BEGIN Data for processing

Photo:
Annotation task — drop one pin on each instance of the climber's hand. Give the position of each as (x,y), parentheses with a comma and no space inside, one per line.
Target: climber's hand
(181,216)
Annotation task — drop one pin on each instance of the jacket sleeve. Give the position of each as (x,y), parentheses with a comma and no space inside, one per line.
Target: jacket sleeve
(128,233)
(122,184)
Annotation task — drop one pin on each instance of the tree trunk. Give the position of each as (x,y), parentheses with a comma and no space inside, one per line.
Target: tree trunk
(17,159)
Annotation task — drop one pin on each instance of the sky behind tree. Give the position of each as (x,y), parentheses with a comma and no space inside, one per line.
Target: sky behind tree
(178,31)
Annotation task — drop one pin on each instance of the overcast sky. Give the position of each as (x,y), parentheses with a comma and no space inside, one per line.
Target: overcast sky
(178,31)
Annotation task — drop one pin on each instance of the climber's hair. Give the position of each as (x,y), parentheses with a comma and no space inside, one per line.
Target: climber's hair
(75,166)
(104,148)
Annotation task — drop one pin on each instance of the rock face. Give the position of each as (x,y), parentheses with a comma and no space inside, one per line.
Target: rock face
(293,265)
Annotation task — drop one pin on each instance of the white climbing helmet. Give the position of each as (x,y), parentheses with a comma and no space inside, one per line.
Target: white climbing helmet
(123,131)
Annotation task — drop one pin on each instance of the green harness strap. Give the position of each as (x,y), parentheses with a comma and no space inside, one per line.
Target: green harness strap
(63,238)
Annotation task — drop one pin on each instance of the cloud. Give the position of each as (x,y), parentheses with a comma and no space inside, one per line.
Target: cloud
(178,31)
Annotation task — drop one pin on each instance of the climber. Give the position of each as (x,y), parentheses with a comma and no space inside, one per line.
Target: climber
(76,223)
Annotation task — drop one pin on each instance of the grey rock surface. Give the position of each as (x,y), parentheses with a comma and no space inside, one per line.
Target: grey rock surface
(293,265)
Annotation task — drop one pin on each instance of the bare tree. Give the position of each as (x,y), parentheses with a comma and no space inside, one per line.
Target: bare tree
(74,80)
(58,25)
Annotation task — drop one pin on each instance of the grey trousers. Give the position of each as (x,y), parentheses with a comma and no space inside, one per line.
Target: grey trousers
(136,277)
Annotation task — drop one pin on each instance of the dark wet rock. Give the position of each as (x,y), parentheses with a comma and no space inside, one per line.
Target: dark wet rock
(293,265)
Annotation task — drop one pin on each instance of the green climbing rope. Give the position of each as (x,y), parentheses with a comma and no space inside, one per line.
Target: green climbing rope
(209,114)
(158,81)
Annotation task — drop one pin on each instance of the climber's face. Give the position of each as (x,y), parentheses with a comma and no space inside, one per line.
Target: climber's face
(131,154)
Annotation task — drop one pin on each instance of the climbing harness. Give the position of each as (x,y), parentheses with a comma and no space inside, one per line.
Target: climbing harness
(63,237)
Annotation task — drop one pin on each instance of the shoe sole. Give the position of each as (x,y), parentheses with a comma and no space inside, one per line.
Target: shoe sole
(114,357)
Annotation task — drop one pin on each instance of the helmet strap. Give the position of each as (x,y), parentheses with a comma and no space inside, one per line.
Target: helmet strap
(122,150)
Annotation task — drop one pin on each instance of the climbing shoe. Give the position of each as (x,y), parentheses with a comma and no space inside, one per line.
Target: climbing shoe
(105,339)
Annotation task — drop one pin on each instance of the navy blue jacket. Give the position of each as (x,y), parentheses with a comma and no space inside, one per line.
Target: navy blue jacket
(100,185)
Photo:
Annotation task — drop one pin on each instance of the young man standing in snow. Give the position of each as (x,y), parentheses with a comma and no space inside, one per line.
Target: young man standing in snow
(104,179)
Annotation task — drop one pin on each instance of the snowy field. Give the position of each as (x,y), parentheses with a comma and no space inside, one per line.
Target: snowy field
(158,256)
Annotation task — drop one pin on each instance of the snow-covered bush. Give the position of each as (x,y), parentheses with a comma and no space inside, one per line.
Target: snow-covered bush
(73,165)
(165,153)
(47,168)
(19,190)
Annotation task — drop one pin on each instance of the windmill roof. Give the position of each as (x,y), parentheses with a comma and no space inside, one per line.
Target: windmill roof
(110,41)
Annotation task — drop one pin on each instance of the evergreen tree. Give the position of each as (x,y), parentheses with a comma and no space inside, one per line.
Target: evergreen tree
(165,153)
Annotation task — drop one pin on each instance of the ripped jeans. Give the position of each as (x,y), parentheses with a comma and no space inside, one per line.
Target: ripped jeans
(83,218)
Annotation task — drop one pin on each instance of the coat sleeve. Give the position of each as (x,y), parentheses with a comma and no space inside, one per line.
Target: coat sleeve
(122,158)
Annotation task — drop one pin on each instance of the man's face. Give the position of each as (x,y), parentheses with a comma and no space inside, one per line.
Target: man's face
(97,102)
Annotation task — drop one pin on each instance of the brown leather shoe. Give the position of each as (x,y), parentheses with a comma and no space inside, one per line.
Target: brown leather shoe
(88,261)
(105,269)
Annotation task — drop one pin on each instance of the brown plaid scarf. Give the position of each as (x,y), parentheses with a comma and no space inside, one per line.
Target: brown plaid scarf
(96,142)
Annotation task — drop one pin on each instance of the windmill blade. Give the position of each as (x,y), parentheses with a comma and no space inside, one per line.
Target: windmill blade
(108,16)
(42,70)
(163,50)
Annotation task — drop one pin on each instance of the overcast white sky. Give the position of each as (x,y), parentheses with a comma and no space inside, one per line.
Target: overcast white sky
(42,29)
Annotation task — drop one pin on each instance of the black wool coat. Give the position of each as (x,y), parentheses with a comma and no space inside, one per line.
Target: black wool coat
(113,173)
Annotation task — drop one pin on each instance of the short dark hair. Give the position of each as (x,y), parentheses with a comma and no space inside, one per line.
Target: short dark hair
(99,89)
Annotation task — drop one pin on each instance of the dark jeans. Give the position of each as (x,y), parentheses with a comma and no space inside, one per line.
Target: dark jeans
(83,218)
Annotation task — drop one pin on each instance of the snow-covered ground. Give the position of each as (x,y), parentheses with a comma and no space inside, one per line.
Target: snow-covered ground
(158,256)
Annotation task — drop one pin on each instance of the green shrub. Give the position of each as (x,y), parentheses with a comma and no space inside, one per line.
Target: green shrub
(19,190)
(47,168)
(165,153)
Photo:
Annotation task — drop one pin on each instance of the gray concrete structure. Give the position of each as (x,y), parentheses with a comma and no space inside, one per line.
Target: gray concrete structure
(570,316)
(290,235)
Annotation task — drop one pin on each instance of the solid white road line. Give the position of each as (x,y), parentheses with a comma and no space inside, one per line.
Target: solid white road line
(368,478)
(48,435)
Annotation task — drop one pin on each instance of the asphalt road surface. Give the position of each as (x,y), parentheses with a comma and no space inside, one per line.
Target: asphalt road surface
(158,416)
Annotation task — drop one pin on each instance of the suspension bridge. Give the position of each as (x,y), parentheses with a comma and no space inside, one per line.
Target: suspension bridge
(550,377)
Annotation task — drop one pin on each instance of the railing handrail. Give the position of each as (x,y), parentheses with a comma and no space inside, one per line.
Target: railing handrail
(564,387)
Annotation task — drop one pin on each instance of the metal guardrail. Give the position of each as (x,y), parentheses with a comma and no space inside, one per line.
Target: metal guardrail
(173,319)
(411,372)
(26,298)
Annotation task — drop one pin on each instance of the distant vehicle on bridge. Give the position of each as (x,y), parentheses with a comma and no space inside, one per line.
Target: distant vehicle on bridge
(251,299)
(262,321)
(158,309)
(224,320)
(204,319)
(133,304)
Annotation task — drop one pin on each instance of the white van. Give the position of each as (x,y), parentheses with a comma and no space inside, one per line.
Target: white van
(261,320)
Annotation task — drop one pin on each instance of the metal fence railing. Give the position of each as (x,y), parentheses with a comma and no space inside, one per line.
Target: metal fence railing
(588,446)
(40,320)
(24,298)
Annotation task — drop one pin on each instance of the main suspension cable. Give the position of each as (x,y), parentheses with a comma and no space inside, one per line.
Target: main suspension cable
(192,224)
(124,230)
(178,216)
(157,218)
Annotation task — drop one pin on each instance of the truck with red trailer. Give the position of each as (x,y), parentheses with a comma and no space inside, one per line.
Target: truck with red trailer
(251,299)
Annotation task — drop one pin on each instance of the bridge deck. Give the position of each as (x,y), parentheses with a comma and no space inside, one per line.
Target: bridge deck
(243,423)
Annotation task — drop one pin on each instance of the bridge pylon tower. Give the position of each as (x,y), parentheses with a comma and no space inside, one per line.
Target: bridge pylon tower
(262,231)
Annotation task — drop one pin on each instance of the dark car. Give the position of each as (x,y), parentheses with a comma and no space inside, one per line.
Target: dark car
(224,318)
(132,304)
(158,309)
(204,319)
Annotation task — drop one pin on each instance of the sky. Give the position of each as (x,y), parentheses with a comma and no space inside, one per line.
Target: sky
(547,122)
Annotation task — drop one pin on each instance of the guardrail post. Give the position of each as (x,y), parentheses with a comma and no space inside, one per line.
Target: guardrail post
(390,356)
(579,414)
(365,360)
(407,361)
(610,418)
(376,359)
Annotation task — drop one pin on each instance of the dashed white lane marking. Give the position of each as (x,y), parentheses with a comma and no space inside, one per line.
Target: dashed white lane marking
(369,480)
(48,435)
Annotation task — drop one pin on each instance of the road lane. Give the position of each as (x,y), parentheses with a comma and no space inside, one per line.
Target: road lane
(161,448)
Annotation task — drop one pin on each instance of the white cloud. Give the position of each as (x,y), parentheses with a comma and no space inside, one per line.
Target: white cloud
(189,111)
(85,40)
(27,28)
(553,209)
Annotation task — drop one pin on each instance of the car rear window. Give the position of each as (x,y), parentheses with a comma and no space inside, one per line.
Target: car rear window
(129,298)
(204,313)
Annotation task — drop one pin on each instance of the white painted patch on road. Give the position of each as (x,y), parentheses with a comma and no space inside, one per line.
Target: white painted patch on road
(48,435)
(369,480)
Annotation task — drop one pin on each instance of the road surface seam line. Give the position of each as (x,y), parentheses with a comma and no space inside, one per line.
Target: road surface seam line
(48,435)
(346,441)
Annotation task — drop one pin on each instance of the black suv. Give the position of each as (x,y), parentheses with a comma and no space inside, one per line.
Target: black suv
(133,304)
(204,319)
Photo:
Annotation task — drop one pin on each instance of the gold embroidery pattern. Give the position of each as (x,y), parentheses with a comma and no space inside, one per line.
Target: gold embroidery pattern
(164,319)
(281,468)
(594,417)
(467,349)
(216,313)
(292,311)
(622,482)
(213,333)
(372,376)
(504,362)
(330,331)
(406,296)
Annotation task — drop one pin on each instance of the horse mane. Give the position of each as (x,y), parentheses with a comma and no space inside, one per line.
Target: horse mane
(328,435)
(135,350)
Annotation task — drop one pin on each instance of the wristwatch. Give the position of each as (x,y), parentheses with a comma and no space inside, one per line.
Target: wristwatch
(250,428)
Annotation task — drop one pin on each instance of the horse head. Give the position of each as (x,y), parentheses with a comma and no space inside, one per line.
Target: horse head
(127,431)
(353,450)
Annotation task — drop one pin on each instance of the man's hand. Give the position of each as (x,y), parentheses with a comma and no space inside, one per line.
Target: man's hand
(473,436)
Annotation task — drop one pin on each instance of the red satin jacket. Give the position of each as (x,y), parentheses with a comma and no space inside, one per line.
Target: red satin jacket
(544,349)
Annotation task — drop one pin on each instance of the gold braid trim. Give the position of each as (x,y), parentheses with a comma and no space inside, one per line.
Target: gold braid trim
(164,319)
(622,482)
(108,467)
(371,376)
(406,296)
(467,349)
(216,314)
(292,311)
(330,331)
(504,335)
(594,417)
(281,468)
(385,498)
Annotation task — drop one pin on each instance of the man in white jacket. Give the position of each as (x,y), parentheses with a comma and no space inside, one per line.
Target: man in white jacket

END Data for processing

## What the task asks
Every line from the one containing "the horse head." through the last line must be copied exactly; leave out the rest.

## Task solution
Annotation task — drop one pin on each instance of the horse head. Give the position of each as (x,y), parentheses with a comma and no space inside, one per line.
Target: horse head
(127,431)
(353,450)
Annotation task — drop one pin on each instance of the man's hand. Give the position of each as (x,y), parentheses with a comma and no space inside, one per line.
Target: man's hand
(473,436)
Annotation task — drop one pin on each instance of the red satin jacket. Give the position of each as (x,y), parentheses with a comma and no space inside, one per line.
Target: red satin jacket
(544,349)
Annotation task — drop one pin on each instance of the gold braid trim. Give the position of each as (x,y), parentheses with a comma and no space inside, one per line.
Target: gold braid trim
(164,319)
(622,482)
(108,467)
(371,376)
(406,296)
(467,349)
(216,314)
(292,311)
(330,331)
(504,335)
(594,417)
(281,468)
(385,498)
Annotation task — drop one pin on each instance of the man in white jacket. Give the position of each as (x,y), parentheses with a comma and no space inside, one per line.
Target: man in white jacket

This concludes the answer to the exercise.